What is needed:
Write out the D-MER post again, everything from "I loved breastfeeding" down to "feeling this way.", with "despair" replaced by "hopelessness".

Source passage:
Wednesday 21 July 2010

D-MER

I have been getting so excited lately about all the things I can look forward to about our expanding family. I've finally started to really relax and enjoy my pregnancy, think about the future and start collecting together everything I'll need when he or she arrives.

Then, out of the blue, yesterday I was struck by one fear. I had been excited by the thought of breastfeeding again - if that's what the baby wants to do. My eldest never took to breastfeeding - or being a baby in any way. She wanted to grow up, have her own room, be a big girl and certainly not spend half the day attached to my breast. My youngest on the other hand took to it right away and still occasionally nurses when she is upset or unwell.

I loved breastfeeding her, but there was one part of it that I put out of my mind until yesterday. When she was a couple of weeks old - I'm not sure how many exactly - I started to get terrible feelings every time she latched onto my breast. I couldn't explain it, or even describe it. It was something like awful, terrible shame mixed with a feeling of dread like something terrible was going to happen. As time went by the feeling worsened and became a terrible sense of despair. I didn't know what was happening or why I was feeling this way.

Data for review:
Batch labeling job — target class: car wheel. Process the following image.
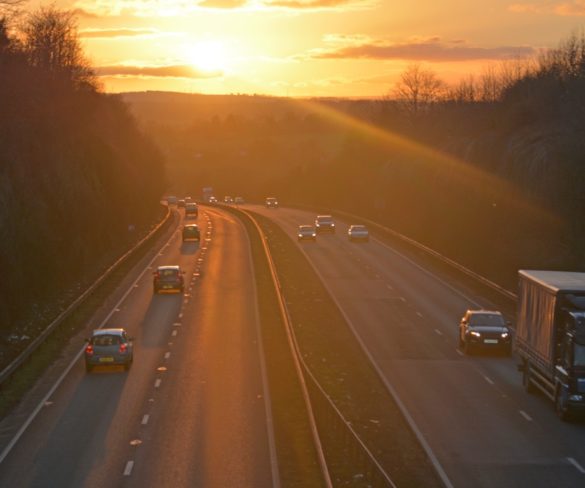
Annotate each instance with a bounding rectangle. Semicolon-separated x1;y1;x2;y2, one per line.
555;388;570;422
522;364;535;393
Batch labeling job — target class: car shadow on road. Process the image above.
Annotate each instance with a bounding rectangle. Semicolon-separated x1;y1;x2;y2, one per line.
181;241;199;255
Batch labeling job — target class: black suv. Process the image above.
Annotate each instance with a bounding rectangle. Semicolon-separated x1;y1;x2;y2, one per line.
459;310;512;355
183;224;201;242
152;266;185;293
265;197;278;208
315;215;335;234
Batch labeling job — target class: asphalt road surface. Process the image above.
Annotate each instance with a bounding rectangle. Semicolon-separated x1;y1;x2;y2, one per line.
252;205;585;488
0;209;278;488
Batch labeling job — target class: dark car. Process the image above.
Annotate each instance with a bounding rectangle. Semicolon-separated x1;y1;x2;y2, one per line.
152;266;185;293
459;310;512;355
265;197;278;208
315;215;335;234
347;224;370;242
297;225;317;242
167;195;177;205
185;203;199;218
182;224;201;242
84;328;134;373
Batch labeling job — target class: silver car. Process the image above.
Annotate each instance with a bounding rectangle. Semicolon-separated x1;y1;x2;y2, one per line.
297;225;317;242
85;328;134;373
347;224;370;242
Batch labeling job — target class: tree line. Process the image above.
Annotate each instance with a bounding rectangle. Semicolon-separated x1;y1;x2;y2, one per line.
135;33;585;290
0;4;165;346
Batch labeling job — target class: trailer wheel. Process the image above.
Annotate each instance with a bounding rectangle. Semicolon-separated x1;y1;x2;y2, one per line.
522;363;535;393
555;388;570;422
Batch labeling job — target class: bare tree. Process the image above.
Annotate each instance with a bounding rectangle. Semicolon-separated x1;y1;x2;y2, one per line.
20;6;96;89
394;63;445;117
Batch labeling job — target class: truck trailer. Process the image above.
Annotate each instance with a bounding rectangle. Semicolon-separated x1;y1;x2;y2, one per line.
514;270;585;420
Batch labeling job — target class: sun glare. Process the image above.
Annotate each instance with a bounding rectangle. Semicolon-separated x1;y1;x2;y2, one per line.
185;41;229;71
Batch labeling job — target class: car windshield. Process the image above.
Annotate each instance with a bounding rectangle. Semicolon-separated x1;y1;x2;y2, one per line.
573;343;585;368
469;313;504;327
158;269;179;280
92;334;120;346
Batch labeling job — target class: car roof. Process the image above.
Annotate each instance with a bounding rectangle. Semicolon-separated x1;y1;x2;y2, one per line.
467;309;502;315
92;327;126;337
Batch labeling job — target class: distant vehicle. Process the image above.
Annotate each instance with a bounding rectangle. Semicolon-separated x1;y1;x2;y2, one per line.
152;265;185;293
515;270;585;420
182;224;201;242
297;225;317;242
315;215;335;234
265;197;278;208
202;186;217;203
347;224;370;242
459;310;512;355
84;328;134;373
185;203;199;218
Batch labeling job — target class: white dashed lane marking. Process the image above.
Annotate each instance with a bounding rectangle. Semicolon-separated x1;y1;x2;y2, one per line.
567;458;585;474
520;410;532;422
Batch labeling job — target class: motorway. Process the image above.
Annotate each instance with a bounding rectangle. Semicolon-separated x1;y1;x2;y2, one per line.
249;205;585;488
0;209;279;488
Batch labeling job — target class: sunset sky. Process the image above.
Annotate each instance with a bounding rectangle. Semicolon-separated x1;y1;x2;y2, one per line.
49;0;585;97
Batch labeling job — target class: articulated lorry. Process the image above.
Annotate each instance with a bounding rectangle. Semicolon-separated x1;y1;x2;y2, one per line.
514;270;585;420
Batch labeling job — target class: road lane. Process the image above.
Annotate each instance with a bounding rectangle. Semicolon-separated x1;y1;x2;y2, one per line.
0;207;276;487
248;206;585;487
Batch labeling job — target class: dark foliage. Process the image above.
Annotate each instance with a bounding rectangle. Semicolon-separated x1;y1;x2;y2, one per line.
127;29;585;290
0;9;165;336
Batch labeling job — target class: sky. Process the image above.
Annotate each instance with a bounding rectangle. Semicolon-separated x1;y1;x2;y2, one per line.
46;0;585;98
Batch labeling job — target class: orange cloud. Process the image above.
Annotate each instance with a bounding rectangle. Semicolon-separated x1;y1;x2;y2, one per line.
309;37;536;62
96;65;223;79
508;0;585;17
79;29;160;39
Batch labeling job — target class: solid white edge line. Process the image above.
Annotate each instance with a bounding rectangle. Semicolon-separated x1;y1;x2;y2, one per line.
240;212;280;488
294;246;454;488
567;458;585;474
124;461;134;476
519;410;532;422
0;221;179;464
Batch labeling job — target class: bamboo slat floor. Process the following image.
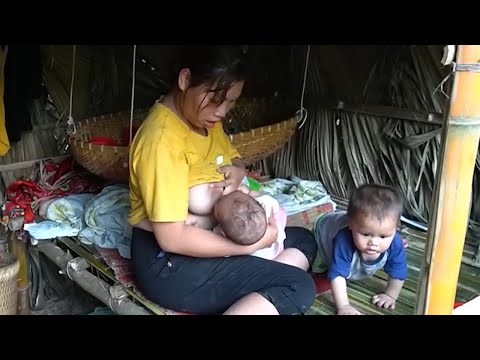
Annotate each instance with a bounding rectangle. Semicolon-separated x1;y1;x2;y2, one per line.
52;202;480;315
307;227;480;315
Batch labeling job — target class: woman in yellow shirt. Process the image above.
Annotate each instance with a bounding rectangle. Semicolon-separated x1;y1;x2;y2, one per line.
129;46;316;315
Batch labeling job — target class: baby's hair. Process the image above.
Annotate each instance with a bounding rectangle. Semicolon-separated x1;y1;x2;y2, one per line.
217;195;267;245
347;184;403;222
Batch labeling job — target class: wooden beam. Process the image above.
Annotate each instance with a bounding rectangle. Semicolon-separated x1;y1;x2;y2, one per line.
415;45;480;315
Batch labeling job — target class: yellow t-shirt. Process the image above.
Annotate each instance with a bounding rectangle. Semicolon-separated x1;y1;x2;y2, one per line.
128;103;240;225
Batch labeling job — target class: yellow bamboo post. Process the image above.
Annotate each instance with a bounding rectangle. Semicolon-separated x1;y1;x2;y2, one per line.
415;45;480;315
10;231;30;315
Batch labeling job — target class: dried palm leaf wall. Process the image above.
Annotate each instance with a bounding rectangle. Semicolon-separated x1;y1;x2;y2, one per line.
262;46;480;245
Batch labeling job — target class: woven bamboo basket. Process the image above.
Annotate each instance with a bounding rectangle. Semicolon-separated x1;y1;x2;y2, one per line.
0;251;20;315
68;99;298;182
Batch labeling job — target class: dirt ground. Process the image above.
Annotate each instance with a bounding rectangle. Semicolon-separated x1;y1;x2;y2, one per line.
30;283;113;315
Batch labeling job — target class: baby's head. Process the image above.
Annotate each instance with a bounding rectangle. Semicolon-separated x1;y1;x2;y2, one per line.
347;184;403;256
214;191;267;245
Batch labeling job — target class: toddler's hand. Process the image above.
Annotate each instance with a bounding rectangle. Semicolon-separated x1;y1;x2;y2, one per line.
372;294;396;310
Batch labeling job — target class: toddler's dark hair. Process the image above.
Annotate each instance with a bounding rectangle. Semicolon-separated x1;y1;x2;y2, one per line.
347;184;403;222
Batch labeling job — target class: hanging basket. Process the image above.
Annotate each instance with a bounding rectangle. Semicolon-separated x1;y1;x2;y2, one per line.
69;99;298;182
0;251;20;315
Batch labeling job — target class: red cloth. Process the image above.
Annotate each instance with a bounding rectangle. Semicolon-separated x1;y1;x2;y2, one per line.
4;157;101;223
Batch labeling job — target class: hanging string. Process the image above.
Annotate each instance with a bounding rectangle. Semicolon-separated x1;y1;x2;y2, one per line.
128;45;137;146
67;45;77;134
297;45;310;129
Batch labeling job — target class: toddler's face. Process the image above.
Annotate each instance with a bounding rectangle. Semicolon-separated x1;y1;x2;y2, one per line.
349;214;397;260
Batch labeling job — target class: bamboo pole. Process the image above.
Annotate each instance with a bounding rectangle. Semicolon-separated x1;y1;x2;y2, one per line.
10;231;30;315
415;45;480;315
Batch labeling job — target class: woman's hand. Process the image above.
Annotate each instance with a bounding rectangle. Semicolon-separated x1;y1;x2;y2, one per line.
372;293;396;310
210;165;247;195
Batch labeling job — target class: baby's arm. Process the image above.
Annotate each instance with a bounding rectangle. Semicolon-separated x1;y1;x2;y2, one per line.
327;231;360;315
330;276;360;315
372;234;408;309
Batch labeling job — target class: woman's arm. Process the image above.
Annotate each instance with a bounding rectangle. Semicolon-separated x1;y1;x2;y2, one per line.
152;217;277;257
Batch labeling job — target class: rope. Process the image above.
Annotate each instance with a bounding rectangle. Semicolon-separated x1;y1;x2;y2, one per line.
67;45;77;134
297;45;310;129
128;45;137;146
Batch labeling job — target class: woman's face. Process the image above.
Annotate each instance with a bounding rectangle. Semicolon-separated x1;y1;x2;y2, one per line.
177;69;244;129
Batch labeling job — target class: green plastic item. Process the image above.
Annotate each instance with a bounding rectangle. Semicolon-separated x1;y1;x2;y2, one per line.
247;177;261;191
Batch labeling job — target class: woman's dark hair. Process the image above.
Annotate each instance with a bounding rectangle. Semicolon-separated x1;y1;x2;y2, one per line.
176;45;245;104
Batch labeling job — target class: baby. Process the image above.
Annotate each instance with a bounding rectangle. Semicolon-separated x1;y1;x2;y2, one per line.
214;189;287;260
186;180;286;260
313;184;408;315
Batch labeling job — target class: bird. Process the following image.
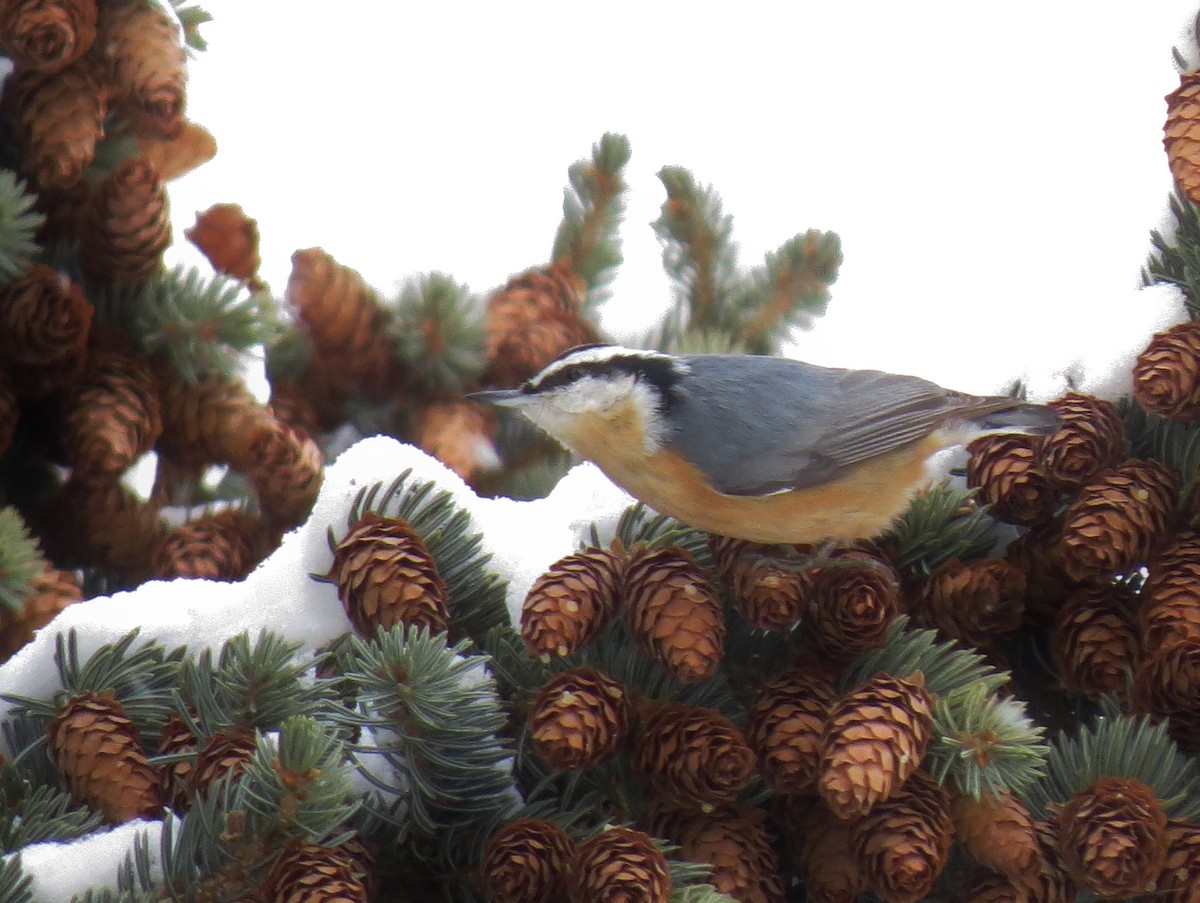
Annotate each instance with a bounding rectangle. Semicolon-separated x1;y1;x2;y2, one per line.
470;343;1060;545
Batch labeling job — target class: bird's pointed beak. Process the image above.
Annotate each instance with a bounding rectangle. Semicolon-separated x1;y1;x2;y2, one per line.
467;389;529;407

Reply:
I loved breastfeeding her, but there was one part of it that I put out of my mind until yesterday. When she was a couple of weeks old - I'm not sure how many exactly - I started to get terrible feelings every time she latched onto my breast. I couldn't explain it, or even describe it. It was something like awful, terrible shame mixed with a feeling of dread like something terrible was going to happen. As time went by the feeling worsened and became a terrible sense of hopelessness. I didn't know what was happening or why I was feeling this way.